- _ABOUT THIS EXERCISE_
Once you find the line containing "Where can the girl's", output it and every line after it to the end of the records, exactly.
Top of MATERIAL SHOWN
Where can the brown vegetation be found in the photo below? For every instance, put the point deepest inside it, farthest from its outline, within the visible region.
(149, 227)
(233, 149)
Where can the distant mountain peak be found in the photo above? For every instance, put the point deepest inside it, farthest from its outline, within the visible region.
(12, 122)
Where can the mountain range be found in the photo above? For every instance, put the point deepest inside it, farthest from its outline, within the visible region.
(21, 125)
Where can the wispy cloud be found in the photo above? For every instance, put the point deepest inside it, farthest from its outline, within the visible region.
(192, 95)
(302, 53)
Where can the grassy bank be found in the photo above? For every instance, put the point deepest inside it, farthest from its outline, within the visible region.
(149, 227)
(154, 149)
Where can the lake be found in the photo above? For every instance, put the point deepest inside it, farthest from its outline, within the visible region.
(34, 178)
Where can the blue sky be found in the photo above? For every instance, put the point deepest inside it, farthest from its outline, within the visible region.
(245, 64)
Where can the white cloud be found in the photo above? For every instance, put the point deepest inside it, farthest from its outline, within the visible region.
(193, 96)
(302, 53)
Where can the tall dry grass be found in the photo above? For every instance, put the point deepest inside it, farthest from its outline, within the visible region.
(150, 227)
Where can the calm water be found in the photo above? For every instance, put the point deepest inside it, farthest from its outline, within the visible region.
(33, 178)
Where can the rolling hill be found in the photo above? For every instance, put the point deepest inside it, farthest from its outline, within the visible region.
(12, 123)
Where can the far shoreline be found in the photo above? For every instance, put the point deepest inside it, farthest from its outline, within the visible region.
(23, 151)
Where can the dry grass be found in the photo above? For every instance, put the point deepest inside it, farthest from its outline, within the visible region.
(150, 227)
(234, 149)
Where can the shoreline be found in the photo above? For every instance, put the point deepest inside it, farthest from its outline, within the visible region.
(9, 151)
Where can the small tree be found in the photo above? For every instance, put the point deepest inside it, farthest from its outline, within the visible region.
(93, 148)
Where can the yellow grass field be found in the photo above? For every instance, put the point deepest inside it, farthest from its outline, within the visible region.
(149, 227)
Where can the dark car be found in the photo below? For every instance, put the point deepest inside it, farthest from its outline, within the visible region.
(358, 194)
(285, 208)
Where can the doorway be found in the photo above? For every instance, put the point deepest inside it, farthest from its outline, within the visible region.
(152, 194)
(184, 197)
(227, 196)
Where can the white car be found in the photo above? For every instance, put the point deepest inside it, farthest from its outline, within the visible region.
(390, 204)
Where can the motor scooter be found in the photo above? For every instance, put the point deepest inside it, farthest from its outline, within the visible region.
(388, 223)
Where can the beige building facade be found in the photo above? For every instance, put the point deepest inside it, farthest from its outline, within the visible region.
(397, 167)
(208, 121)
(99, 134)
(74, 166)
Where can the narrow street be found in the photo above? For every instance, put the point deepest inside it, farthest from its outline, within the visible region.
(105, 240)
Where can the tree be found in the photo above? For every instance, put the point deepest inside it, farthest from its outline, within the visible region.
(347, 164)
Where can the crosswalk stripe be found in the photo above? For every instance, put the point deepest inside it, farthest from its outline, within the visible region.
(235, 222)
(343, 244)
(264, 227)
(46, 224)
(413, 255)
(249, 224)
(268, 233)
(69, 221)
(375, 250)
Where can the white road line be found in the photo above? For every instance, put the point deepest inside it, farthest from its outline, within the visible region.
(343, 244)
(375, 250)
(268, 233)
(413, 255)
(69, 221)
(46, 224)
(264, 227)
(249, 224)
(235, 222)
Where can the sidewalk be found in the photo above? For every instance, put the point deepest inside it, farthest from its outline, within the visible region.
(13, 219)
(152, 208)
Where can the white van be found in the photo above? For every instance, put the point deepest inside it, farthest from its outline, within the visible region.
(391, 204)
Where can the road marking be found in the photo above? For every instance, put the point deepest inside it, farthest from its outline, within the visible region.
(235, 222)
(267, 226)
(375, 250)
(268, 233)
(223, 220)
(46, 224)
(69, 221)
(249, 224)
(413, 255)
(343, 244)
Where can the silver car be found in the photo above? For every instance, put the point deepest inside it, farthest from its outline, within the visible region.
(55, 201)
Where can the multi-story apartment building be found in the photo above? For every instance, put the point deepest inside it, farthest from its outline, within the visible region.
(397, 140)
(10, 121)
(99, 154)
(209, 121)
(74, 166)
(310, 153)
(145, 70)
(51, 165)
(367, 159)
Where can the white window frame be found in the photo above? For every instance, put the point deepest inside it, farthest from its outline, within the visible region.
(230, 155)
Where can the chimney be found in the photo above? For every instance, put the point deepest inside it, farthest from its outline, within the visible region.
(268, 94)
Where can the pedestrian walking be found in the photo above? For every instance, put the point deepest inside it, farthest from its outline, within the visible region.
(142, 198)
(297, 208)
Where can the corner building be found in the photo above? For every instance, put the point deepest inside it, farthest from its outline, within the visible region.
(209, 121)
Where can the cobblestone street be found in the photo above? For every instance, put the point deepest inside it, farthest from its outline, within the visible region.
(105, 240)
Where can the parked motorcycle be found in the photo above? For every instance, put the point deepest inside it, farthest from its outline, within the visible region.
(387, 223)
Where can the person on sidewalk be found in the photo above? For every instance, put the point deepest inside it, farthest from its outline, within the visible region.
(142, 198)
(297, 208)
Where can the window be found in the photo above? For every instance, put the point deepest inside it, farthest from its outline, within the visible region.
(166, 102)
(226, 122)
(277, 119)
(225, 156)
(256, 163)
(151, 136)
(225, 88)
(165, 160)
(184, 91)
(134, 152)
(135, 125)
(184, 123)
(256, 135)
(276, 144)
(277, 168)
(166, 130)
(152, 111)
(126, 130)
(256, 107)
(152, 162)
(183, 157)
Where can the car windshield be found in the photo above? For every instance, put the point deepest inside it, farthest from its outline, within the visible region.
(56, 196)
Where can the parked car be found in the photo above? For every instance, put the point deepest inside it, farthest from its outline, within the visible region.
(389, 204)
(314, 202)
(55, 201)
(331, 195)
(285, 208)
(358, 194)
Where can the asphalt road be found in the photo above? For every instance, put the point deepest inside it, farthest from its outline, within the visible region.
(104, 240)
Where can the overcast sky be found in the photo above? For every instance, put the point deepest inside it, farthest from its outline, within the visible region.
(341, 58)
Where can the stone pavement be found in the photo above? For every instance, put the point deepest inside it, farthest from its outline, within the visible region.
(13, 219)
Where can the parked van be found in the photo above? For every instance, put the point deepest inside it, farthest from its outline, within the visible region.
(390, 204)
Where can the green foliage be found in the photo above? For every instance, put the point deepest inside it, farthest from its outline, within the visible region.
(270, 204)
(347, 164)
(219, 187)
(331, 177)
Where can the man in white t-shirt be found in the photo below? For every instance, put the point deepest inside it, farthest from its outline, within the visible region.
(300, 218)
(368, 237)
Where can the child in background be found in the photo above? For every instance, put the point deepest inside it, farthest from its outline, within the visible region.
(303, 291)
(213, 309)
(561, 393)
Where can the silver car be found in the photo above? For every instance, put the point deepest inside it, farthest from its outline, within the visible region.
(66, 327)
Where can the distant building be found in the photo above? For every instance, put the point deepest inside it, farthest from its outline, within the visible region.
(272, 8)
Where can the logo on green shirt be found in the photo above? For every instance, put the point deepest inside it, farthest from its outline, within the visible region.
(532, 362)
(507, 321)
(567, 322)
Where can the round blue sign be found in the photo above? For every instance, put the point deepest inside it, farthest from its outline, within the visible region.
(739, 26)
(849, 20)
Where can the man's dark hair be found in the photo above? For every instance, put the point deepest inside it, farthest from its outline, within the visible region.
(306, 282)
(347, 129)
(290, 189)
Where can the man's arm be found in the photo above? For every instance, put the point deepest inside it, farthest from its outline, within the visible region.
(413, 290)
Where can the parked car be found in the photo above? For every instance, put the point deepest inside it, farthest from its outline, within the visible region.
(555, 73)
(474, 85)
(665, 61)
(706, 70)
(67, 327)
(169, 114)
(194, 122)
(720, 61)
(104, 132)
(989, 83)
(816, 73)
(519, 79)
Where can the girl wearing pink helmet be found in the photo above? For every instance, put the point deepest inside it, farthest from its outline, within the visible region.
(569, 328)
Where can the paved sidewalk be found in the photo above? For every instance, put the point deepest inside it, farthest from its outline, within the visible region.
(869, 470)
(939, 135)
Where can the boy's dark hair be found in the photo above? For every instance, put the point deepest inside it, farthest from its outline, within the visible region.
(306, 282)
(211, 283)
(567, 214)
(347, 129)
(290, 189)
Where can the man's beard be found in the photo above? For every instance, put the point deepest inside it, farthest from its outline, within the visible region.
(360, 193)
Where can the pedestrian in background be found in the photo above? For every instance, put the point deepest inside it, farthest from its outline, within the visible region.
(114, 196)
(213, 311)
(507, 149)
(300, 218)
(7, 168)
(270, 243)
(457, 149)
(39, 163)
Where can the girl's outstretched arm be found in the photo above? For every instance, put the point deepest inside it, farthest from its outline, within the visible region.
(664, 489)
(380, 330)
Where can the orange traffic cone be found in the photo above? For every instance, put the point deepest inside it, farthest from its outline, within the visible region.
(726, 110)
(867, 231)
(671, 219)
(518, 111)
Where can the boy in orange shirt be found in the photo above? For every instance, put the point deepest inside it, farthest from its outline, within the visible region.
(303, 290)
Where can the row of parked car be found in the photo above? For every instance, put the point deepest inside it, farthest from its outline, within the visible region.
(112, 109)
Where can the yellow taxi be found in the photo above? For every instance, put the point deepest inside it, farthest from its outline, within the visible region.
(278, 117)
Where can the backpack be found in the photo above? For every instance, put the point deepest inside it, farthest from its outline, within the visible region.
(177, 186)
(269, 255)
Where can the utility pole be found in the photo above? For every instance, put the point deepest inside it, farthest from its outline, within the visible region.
Bottom of MATERIAL SHOWN
- _EXERCISE OUTPUT_
Where can the girl's outstretched arm be found in the photo above? For every instance, put the point deepest inside it, farthest from its outline, within the visible region.
(664, 489)
(380, 330)
Where can the orange traffic cone be found in the photo above? For every instance, put the point deepest inside it, farthest from its outline, within the visible region.
(726, 110)
(867, 231)
(671, 219)
(518, 111)
Where can the boy in orange shirt be found in the photo above? For every instance, put the point deepest inside it, farthest from its outline, within the visible region.
(303, 290)
Where can the row of parked car be found in the photo above? For every instance, put the point deepest inside it, farthest from its outline, within the visible region.
(112, 109)
Where can the yellow taxi be found in the photo above? For every instance, put the point deepest inside it, farthest from its outline, within the visible region.
(278, 117)
Where can the backpack be found in the photo above? For every instance, put the point deepest inside it, farthest from its outline, within the visible region.
(177, 186)
(269, 255)
Where can the utility pole be found in the photo above? For every instance, put the point deepest inside it, farthest from its outline, within the visible region.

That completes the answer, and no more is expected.